> **The tasks**
**A)** In the outboard motor forum thread, answer each question on its own line:
(i) What size and make of boat does rem260man run the Etec 200hp on?
(ii) Which brand does GulfCoast1102 say can hang on to 2-stroke technology?
(iii) What Suzuki motor did the first poster own?
**B)** Can you write the next part of the outboard motor forum thread, starting right after its final line?

> **Selected excerpt**

=-=-=-=-=

I had a suzuki 150 4 stroke and loved it. It was quiet and got great fuel economy. I didn't have any problems with it. I would own another one in a heart beat. It was so quiet that by accident I left it running and didn't realize it for a while.


----------



## rem260man (Jan 17, 2005)

*ETEC*



bubbas kenner said:


> Love my etec.


Ditto on my Etec 200hp on my 22ft Pathfinder.


----------



## GulfCoast1102 (Dec 30, 2013)

If it is a choice of 2 stroke vs 4 stroke, go with the 4 stroke. Doesn't matter which brand. Evinrude can hang on to the 2-stroke technology till the end of time if they want to, but it is a thing of the past.


----------



## donf (Aug 8, 2005)

Yamaha 4 stroke


----------



## Kenner 23 (Sep 14, 2009)

=-=-=-=-=

> **Information shown**

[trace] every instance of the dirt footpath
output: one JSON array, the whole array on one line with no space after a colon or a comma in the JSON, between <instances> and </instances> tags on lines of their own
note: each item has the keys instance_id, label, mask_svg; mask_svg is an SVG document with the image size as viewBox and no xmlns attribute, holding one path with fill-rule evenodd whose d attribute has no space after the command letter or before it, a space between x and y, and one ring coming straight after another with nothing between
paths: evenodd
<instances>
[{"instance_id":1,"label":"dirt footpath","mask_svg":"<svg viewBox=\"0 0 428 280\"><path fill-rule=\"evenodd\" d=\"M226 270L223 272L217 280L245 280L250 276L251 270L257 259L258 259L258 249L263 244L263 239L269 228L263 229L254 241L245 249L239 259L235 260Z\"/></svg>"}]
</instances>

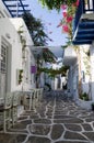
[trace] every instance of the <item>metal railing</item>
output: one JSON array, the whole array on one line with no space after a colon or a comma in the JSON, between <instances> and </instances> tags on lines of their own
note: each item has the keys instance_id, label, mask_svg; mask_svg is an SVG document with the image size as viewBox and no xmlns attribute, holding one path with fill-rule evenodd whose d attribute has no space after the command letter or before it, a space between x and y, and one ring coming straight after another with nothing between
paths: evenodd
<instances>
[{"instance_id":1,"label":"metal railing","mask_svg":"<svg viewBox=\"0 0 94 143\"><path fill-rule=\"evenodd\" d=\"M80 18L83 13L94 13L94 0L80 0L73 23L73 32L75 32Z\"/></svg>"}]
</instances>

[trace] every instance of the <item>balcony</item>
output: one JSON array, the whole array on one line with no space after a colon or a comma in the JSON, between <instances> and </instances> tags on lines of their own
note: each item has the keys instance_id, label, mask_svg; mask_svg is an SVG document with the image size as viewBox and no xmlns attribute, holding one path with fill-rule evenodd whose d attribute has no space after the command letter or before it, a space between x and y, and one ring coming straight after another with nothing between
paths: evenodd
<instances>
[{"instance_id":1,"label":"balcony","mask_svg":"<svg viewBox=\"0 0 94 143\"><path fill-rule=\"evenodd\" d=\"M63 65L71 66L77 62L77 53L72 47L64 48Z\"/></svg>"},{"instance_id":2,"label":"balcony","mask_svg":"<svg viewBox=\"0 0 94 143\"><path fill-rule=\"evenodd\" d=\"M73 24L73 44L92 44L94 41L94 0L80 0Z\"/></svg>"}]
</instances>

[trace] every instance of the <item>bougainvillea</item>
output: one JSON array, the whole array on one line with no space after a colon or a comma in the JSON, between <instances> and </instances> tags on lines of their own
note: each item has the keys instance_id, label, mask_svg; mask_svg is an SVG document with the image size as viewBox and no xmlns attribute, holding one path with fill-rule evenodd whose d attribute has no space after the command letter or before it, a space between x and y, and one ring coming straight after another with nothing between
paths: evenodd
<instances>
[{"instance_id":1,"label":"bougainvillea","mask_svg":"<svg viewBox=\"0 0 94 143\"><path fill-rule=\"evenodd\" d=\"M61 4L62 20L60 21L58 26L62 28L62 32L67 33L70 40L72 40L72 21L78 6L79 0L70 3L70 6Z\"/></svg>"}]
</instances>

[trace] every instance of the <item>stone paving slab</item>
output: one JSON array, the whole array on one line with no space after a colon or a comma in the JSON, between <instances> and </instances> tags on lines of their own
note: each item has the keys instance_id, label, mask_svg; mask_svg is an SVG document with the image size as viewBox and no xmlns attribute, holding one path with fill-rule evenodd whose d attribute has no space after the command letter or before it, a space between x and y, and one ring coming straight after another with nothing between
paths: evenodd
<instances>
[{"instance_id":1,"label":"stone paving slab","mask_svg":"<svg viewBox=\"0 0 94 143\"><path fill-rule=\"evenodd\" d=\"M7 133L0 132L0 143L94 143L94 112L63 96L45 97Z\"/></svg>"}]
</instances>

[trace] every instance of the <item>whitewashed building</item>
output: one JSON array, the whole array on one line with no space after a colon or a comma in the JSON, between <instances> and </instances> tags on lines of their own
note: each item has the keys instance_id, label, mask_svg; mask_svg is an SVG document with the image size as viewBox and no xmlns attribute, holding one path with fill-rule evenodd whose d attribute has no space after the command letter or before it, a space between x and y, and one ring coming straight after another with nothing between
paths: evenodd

=-=-=-=-=

> **Responses for each task**
**A)**
(i) A 22ft Pathfinder.
(ii) Evinrude.
(iii) A Suzuki 150 4 stroke.

**B)**
MARK MACALUSO said:


> I am looking to repower but can't make up my mind . 150 , 25 inch shaft. Evinrude with 5 year warranty or Suzuki with Gimme 6 , in other words 6 year warranty ? In 2 Coolers who are dealers who can give me a quote ? I am looking..


If the warranty is going to be the deal breaker, Zuk only has 3 yrs of factory warranty. The other 3 yrs are from a third party that can move slow. Suggest you include mechanical breakdown on your boat insurance policy which ever motor you decide to purchase.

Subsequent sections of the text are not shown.